每一行都用到1,2,3,4,5,6,7,8,9, 位置不限,

每一列都用到1,2,3,4,5,6,7,8,9, 位置不限,

每3*3的格子(共9个这样的格子)都用到1,2,3,4,5,6,7,8,9, 位置不限,

游戏过程就是用1,2,3,4,5,6,7,8,9填充空白,并满足每行,每列,每个九宫格都用到1,2,3,4,5,6,7,8,9,

如下是个正确的sudoku:

数独

输入格式

输入n个数独,你来验证它是否违反规则。

第一行为数独个数,第二行开始为第一个数独,之后第二个,至第n个。

注意:每个数独间有个回车隔开。

输出格式

若正确则输出"Right",否则输出"Wrong", 输出一个换一行。

说明

1<=n<=20(输入的数独个数)

不论输入的数独是否正确,数据保证每个数都在1-9间。

Sample Input

2
5 8 1 4 9 3 7 6 2
9 6 3 7 1 2 5 8 4
2 7 4 8 6 5 9 3 1
1 2 9 5 4 6 3 7 8
4 3 6 1 8 7 2 9 5
7 5 8 3 2 9 1 4 6
8 9 2 6 7 1 4 5 3
6 1 5 9 3 4 8 2 7
3 4 7 2 5 8 6 1 9

1 2 3 4 5 6 7 8 9
2 3 4 5 6 7 8 9 1
3 4 5 6 7 8 9 1 2
4 5 6 7 8 9 1 2 3
5 6 7 8 9 1 2 3 4
6 7 8 9 1 2 3 4 5
7 8 9 1 2 3 4 5 6
8 9 1 2 3 4 5 6 7
9 1 2 3 4 5 6 7 8

Sample Output

Right
Wrong

BugenZhao's solution

//
// Created by BugenZhao on 2019/3/23.
//

#include <iostream>
#include <cstdio>
#include <algorithm>

using namespace std;

using ll=long long;

int main() {
    int tmp;
    bool flag[3][9][9];
    int n;
    cin >> n;
    while (n--) {
        bool wrong = false;
        for (int i = 0; i < 9; ++i) {
            for (int j = 0; j < 9; ++j) {
                for (int k = 0; k < 3; ++k) {
                    flag[k][i][j] = false;
                }
            }
        }
        for (int i = 0; i < 9; ++i) {
            for (int j = 0; j < 9; ++j) {
                scanf("%d", &tmp);
                if (wrong) continue;
                int k = i / 3 * 3 + j / 3;
                if (flag[0][i][tmp] || flag[1][j][tmp] || flag[2][k][tmp]) {
                    wrong = true;
                } else {
                    flag[0][i][tmp] = flag[1][j][tmp] = flag[2][k][tmp] = true;
                }
            }
        }
        if (wrong) printf("Wrong\n");
        else printf("Right\n");
    }
    return 0;
}

CallMeInk's solution

#include <iostream>

using namespace std;

int a[10][10];

int main()
{
    int t,a[10][10],i,j;
    cin >> t;
    for(int tt=1;tt<=t;tt++)
    {
        bool flag = true;
        for(i=1;i<=9;i++)
            for(j=1;j<=9;j++)
                cin >> a[i][j];
        for(int i=1;i<=9;i++)
        {
            int sum1 = 0,sum2 = 1;
            for(int j=1;j<=9;j++)

* _设定任务_
A: 请逐字照抄数独题目中的一段,从含有"for(j=1;j<=9;j++)"的词句开始,到"for(int j=1;j<=9;j++)"为止。
B: 列出数独题目里 BugenZhao's solution 用 #include 引入的全部头文件。
C: 从数独题目中代码停下的地方往下续写。
其后的各行是另外的材料,与数独题目无关。

* _数据部分_
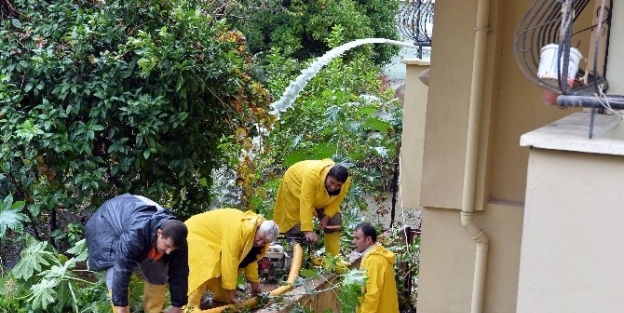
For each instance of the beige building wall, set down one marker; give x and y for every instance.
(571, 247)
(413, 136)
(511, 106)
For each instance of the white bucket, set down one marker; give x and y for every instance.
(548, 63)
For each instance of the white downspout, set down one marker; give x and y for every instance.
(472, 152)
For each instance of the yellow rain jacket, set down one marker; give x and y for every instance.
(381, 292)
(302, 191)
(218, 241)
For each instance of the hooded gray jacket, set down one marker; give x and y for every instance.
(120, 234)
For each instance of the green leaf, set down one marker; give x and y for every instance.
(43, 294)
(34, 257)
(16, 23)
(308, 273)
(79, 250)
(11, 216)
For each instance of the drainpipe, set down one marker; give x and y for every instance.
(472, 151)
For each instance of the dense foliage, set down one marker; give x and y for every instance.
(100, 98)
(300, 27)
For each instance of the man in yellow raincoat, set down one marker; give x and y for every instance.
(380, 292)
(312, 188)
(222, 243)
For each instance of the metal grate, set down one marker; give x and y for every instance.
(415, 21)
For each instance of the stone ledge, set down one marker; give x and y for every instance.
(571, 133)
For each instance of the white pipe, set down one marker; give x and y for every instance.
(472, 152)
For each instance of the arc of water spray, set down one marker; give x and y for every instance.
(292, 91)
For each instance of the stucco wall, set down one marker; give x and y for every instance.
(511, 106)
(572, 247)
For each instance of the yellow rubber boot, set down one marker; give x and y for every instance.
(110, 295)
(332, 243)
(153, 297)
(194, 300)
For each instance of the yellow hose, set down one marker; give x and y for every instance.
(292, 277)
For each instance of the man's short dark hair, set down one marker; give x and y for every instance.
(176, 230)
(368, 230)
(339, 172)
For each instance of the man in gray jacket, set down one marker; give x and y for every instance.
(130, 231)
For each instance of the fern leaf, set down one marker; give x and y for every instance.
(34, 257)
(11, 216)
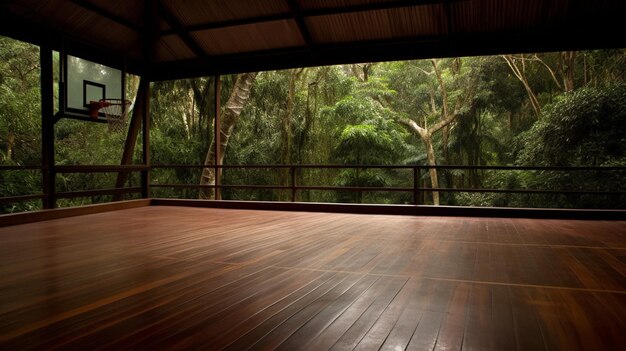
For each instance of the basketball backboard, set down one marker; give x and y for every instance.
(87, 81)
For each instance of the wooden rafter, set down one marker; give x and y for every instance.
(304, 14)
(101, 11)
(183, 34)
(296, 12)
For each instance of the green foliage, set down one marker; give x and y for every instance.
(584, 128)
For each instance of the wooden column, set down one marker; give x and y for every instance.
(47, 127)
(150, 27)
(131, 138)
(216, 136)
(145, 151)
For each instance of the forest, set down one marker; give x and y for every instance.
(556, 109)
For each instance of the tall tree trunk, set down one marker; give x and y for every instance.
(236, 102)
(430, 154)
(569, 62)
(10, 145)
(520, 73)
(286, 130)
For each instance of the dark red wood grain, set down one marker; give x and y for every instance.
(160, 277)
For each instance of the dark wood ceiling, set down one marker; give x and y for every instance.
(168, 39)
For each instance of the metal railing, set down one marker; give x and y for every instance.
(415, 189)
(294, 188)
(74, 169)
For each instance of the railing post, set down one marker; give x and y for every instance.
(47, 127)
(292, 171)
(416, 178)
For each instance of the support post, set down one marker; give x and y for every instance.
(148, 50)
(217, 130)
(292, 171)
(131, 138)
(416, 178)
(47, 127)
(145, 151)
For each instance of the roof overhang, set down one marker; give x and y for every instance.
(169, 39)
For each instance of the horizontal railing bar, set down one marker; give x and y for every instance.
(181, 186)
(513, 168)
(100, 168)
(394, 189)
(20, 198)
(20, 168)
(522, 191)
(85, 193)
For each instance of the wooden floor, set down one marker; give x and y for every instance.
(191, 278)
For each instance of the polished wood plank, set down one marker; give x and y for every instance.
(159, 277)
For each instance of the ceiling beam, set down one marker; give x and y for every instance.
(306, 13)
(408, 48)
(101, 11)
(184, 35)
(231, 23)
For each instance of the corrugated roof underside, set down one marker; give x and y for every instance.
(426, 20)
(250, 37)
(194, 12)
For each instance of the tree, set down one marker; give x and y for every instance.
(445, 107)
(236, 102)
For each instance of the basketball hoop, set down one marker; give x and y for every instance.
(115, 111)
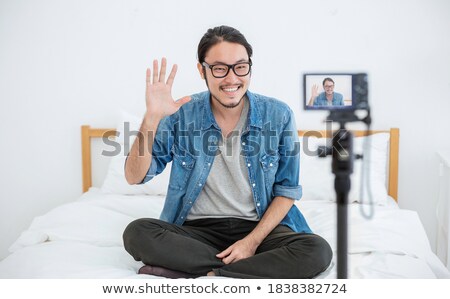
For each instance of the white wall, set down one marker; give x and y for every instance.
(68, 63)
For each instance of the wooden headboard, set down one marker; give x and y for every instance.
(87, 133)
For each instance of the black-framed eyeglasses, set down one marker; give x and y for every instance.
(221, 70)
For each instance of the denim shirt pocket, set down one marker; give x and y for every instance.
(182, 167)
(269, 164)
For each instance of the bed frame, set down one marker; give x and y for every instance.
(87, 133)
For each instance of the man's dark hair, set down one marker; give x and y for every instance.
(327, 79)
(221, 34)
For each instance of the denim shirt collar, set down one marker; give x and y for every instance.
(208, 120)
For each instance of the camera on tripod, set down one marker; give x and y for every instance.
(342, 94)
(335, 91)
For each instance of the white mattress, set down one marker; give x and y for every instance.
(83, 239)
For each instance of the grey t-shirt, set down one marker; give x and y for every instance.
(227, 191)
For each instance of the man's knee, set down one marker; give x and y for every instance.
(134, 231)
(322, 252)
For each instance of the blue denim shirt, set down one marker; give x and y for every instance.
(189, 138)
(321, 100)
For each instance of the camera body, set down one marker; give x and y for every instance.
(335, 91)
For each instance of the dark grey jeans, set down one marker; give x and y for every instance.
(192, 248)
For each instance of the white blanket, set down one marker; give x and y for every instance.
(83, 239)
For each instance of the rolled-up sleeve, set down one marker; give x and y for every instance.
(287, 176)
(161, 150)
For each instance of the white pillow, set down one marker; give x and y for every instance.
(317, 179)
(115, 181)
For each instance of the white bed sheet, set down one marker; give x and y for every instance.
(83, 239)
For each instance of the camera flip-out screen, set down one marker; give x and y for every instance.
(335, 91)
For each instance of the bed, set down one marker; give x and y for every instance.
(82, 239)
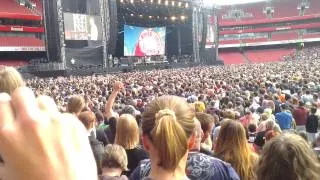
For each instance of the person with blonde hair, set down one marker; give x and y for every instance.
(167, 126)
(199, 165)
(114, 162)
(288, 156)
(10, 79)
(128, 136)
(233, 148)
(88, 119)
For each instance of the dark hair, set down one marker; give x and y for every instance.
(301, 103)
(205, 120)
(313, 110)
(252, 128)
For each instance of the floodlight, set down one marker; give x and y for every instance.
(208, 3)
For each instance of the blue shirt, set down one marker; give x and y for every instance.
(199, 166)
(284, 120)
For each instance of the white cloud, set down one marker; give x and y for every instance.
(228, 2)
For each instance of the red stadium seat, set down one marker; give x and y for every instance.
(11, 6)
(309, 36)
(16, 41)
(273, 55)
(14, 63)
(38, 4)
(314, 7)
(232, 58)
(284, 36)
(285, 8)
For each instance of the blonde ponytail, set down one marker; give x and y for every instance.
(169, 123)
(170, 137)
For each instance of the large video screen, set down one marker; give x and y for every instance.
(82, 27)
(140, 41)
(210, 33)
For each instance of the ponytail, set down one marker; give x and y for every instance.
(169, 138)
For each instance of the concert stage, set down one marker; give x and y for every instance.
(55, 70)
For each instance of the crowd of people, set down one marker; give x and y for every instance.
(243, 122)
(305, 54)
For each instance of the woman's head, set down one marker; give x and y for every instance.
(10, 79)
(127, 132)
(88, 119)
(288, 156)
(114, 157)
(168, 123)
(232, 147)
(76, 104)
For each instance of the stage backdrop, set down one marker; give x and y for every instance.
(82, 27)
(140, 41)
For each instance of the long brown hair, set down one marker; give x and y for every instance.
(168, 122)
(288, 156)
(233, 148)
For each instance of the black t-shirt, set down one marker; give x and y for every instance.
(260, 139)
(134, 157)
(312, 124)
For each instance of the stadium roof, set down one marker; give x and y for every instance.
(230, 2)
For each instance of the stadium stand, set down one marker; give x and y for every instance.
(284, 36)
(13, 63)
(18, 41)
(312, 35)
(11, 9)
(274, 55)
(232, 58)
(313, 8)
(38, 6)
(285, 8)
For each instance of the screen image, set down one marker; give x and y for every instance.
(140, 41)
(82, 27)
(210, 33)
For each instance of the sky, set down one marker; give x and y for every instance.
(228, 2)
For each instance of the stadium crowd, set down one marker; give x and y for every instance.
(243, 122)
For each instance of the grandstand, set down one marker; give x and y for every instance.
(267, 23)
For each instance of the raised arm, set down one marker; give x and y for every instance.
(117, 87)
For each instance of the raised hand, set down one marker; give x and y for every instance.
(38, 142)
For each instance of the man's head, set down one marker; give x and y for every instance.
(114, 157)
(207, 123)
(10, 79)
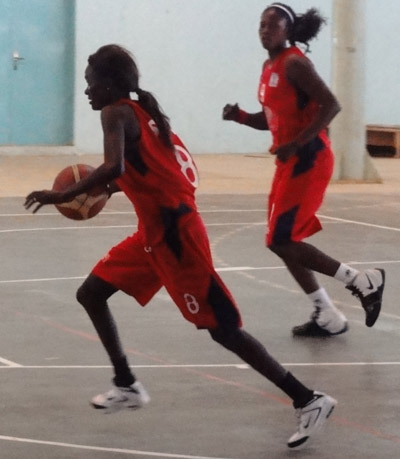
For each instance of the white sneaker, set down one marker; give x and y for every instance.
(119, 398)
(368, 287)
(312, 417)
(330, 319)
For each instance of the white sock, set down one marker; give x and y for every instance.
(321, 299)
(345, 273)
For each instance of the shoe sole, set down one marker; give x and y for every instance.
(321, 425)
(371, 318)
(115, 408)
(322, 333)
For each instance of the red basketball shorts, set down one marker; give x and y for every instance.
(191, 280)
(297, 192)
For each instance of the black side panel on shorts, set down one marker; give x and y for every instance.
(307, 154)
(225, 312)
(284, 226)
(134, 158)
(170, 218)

* _任务结果_
A:
for(j=1;j<=9;j++)
                cin >> a[i][j];
        for(int i=1;i<=9;i++)
        {
            int sum1 = 0,sum2 = 1;
            for(int j=1;j<=9;j++)

B: <iostream>、<cstdio>、<algorithm>

C:
            {
                sum1 += a[i][j];
                sum2 *= a[i][j];
            }
            if (sum1 != 45 || sum2 != 362880)
            {
                flag = false;
                break;
            }
        }
        for(int j=1;j<=9;j++)
        {
            int sum1 = 0,sum2 = 1;
            for(int i=1;i<=9;i++)
            {
                sum1 += a[i][j];
                sum2 *= a[i][j];
            }
            if (sum1 != 45 || sum2 != 362880)
            {
                flag = false;
                break;
            }
        }
        for(int i=1;i<=7;i+=3)
            for(int j=1;j<=7;j+=3)
                {
                    int sum1 = 0,sum2 = 1;
                    for (int x=i;x<=i+2;x++)
                        for(int y=j;y<=j+2;y++)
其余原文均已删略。